Task directions: Exactly reproduce the lines from the line containing "the santa's smiling" to the end of the data below, inclusive, and nothing else.

Data supplied:
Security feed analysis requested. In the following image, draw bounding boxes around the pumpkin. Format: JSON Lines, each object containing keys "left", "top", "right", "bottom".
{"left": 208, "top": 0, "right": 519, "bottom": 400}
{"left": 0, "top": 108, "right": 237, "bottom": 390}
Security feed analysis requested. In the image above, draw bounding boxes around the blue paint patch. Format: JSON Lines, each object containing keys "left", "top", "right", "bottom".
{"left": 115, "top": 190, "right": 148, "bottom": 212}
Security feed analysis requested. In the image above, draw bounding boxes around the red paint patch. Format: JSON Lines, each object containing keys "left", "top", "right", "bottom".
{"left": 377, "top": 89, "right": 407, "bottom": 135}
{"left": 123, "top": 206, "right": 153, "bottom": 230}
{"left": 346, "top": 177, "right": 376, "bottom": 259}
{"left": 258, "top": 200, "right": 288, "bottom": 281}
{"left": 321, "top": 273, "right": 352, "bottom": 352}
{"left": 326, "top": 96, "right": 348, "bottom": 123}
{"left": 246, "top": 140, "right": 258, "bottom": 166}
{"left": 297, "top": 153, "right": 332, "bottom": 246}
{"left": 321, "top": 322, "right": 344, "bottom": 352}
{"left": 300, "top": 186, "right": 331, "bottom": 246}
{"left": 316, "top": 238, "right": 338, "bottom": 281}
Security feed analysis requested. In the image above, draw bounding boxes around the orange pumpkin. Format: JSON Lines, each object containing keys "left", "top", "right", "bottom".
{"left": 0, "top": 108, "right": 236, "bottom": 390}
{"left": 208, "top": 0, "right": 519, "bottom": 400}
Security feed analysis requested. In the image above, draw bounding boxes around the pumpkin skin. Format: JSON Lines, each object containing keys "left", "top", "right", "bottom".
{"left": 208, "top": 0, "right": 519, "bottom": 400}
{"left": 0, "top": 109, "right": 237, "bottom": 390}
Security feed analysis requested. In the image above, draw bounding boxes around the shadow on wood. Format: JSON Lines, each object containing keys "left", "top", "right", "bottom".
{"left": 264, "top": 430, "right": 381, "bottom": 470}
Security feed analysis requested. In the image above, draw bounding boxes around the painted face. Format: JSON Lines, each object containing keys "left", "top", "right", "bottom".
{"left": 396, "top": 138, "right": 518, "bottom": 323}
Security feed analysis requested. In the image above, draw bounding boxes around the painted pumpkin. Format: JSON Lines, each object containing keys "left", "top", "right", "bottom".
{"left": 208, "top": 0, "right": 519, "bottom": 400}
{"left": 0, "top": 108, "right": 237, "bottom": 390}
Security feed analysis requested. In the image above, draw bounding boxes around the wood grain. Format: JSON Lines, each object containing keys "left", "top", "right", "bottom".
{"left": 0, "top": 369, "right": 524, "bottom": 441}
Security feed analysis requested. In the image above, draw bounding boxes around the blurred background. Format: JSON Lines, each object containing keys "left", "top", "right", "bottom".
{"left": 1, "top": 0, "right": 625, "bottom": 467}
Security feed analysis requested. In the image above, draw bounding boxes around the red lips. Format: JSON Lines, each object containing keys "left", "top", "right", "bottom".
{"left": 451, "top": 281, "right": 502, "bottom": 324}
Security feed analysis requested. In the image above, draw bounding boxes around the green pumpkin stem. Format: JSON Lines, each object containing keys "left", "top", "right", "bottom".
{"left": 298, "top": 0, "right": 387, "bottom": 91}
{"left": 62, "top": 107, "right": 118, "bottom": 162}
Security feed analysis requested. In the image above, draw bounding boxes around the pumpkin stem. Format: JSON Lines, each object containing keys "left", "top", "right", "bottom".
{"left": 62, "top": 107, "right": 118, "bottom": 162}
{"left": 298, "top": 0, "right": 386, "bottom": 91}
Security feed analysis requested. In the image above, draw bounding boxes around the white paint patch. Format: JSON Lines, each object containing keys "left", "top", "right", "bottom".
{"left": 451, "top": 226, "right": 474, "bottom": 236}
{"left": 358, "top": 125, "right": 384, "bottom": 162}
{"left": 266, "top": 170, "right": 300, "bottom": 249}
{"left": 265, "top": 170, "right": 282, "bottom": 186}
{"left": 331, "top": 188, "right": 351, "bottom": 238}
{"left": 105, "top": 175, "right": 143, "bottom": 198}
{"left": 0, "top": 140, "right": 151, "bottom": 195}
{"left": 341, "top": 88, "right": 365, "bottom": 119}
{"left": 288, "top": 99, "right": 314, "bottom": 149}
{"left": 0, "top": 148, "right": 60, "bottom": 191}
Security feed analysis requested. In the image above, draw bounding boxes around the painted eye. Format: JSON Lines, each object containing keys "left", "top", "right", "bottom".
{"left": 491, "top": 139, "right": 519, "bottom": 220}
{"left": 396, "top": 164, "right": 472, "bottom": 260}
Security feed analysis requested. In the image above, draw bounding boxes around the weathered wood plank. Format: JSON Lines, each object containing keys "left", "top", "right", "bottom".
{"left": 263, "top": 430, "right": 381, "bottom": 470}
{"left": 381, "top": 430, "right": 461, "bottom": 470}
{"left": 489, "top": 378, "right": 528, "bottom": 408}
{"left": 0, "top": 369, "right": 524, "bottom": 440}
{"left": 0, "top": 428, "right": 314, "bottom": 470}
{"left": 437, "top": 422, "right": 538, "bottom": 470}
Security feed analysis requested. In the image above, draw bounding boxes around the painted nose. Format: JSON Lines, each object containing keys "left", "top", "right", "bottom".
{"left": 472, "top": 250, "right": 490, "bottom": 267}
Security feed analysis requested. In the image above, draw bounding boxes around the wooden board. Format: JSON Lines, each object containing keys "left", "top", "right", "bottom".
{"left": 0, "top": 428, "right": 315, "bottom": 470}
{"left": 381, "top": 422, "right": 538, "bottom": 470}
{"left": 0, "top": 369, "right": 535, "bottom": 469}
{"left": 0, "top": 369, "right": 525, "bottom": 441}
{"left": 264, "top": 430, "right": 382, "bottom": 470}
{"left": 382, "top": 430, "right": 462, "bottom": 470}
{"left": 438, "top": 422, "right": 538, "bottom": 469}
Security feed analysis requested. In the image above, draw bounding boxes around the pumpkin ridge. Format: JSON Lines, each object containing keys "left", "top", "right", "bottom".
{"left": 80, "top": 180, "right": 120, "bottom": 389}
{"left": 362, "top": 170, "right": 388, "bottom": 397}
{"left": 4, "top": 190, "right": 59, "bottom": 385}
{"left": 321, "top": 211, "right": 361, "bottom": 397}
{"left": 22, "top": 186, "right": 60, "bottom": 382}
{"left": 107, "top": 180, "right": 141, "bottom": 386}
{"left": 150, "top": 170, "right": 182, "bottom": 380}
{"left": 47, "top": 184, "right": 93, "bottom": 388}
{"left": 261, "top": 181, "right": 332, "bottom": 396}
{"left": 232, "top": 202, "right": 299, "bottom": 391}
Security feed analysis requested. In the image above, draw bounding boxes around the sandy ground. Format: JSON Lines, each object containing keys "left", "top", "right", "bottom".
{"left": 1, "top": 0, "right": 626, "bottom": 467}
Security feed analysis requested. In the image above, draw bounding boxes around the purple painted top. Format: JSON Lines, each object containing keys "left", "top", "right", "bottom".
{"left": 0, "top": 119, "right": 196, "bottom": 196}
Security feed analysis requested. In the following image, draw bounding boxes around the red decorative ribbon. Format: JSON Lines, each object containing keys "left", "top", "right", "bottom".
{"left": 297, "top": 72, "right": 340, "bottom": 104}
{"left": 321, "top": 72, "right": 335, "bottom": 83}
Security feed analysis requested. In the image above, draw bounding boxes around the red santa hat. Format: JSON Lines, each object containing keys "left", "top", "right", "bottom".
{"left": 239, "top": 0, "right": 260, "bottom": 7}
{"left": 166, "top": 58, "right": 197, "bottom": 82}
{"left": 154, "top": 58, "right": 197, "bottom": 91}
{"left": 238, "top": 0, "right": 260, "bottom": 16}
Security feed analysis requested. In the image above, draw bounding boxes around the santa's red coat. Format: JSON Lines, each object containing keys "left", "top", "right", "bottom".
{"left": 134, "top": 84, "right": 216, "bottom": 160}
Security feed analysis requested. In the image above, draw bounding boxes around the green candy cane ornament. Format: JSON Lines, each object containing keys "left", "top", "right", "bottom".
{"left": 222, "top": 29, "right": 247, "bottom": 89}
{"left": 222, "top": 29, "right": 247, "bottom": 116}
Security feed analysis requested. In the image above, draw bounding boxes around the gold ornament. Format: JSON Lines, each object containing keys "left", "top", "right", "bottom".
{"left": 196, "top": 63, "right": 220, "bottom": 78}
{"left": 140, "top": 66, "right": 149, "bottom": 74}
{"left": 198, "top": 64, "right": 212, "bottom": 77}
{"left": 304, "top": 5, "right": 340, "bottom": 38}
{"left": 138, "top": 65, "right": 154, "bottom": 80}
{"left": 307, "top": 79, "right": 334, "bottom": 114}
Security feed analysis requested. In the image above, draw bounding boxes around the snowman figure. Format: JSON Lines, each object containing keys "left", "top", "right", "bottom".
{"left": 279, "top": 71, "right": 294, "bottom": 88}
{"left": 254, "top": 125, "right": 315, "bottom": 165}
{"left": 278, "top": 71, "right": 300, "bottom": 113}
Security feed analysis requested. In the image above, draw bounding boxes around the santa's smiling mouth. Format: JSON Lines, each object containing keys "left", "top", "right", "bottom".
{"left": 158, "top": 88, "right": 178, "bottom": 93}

Worked solution:
Security feed analysis requested. In the image above, draw bounding boxes around the santa's smiling mouth. Format: JSON Lines, each object containing keys "left", "top", "right", "bottom".
{"left": 158, "top": 88, "right": 178, "bottom": 93}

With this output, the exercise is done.